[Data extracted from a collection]
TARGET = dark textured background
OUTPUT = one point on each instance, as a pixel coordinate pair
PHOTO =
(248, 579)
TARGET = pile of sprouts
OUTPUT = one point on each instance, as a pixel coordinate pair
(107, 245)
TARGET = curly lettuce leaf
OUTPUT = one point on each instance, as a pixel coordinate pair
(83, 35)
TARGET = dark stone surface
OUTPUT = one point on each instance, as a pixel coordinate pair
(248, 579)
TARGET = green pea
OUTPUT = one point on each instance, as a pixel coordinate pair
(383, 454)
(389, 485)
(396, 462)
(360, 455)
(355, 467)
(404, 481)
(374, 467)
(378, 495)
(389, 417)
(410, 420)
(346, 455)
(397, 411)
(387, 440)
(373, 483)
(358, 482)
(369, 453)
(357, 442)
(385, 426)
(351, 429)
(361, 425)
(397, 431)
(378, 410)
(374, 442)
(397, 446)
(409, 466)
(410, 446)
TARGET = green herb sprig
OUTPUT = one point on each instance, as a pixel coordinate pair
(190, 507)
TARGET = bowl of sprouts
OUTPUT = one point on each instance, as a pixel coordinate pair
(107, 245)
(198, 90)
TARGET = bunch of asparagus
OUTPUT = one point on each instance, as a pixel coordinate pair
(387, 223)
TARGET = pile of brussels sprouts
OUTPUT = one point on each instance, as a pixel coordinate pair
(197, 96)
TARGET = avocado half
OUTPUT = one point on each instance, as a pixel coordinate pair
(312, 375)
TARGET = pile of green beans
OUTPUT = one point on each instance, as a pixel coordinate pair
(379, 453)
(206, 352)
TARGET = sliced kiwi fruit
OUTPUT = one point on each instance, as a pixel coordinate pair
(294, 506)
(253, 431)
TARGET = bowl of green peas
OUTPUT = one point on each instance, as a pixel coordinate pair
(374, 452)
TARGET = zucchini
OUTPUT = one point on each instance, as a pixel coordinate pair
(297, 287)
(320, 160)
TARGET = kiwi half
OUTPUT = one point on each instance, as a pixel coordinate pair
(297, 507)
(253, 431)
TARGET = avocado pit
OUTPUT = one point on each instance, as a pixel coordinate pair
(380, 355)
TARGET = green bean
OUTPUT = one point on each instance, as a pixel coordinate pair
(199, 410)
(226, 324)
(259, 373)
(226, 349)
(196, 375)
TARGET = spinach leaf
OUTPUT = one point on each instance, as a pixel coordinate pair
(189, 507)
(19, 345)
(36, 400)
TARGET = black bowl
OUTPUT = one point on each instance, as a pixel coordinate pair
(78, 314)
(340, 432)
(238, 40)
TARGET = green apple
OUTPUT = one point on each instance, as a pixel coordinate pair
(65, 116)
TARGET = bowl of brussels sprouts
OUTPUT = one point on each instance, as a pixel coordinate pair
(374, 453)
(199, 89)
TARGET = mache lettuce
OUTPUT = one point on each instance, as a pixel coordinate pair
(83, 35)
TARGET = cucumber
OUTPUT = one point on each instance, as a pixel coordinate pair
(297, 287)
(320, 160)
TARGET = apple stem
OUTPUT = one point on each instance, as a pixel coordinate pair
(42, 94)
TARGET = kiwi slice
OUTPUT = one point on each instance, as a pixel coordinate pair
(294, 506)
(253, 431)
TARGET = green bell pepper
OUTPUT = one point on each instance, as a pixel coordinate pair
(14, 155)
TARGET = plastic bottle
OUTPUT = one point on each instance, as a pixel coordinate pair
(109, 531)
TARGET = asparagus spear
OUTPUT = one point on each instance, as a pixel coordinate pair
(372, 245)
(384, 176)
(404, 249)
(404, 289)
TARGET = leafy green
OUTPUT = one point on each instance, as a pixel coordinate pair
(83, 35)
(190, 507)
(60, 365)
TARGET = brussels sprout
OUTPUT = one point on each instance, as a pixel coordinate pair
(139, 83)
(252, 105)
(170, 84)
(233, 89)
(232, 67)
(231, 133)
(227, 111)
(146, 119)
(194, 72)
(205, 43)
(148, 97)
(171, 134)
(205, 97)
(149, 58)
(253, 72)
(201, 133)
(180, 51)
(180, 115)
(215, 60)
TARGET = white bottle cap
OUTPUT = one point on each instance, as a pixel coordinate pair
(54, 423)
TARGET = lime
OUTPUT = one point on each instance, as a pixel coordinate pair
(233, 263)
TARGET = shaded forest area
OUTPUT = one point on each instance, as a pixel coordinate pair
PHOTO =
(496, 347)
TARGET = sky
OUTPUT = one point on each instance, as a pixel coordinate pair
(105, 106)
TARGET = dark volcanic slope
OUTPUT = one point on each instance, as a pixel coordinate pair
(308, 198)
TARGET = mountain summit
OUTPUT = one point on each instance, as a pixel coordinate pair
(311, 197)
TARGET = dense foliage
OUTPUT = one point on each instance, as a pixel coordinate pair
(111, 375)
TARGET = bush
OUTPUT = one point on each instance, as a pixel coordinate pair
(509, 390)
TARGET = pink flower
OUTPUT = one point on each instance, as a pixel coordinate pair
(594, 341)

▶ **Exercise requirements**: Can you write out the lines above, from the first one through the one containing "TARGET = spinach leaf", exactly as they appear and nothing more?

▶ **Problem solution**:
TARGET = dark textured background
OUTPUT = one point on each instance, as a pixel coordinate pair
PHOTO =
(248, 579)
TARGET = pile of sprouts
OUTPUT = one point on each instance, as a pixel coordinate pair
(107, 245)
TARGET = curly lettuce leaf
OUTPUT = one point on each instance, as a pixel coordinate pair
(83, 35)
TARGET = dark stone surface
OUTPUT = one point on each instance, as a pixel coordinate pair
(248, 579)
TARGET = green pea
OUTPUT = one point on each instance, as a pixel coordinate pair
(383, 454)
(389, 485)
(396, 462)
(360, 455)
(355, 467)
(404, 481)
(374, 467)
(378, 495)
(389, 417)
(410, 420)
(346, 455)
(397, 411)
(387, 440)
(373, 483)
(358, 482)
(369, 453)
(357, 442)
(385, 426)
(351, 429)
(361, 425)
(397, 431)
(378, 410)
(374, 442)
(397, 446)
(409, 466)
(410, 446)
TARGET = green herb sprig
OUTPUT = one point on each instance, as a pixel coordinate pair
(190, 507)
TARGET = bowl of sprouts
OUTPUT = one point on each instance, as a pixel coordinate pair
(107, 245)
(198, 90)
TARGET = bunch of asparagus
OUTPUT = one point on each instance, as a pixel coordinate pair
(387, 223)
TARGET = pile of brussels sprouts
OUTPUT = one point on each instance, as a pixel coordinate pair
(197, 96)
TARGET = avocado half
OUTPUT = one point on each instance, as a pixel coordinate pair
(312, 375)
TARGET = pile of green beans
OUTPUT = one point on each instance, as a pixel coordinate pair
(379, 453)
(206, 352)
TARGET = sliced kiwi fruit
OUTPUT = one point on each instance, as a pixel coordinate pair
(294, 506)
(253, 431)
TARGET = bowl of green peas
OUTPUT = one point on each instance, as a pixel coordinate pair
(374, 452)
TARGET = zucchini
OUTPUT = one point on each instance, as a pixel coordinate pair
(297, 287)
(320, 160)
TARGET = kiwi half
OUTPUT = one point on each instance, as a pixel coordinate pair
(297, 507)
(253, 431)
TARGET = avocado pit
OUTPUT = one point on each instance, as a pixel coordinate pair
(380, 355)
TARGET = green bean
OUTPUT = one point on each instance, as a pixel coordinate pair
(199, 410)
(226, 324)
(259, 373)
(226, 349)
(196, 375)
TARGET = spinach leaf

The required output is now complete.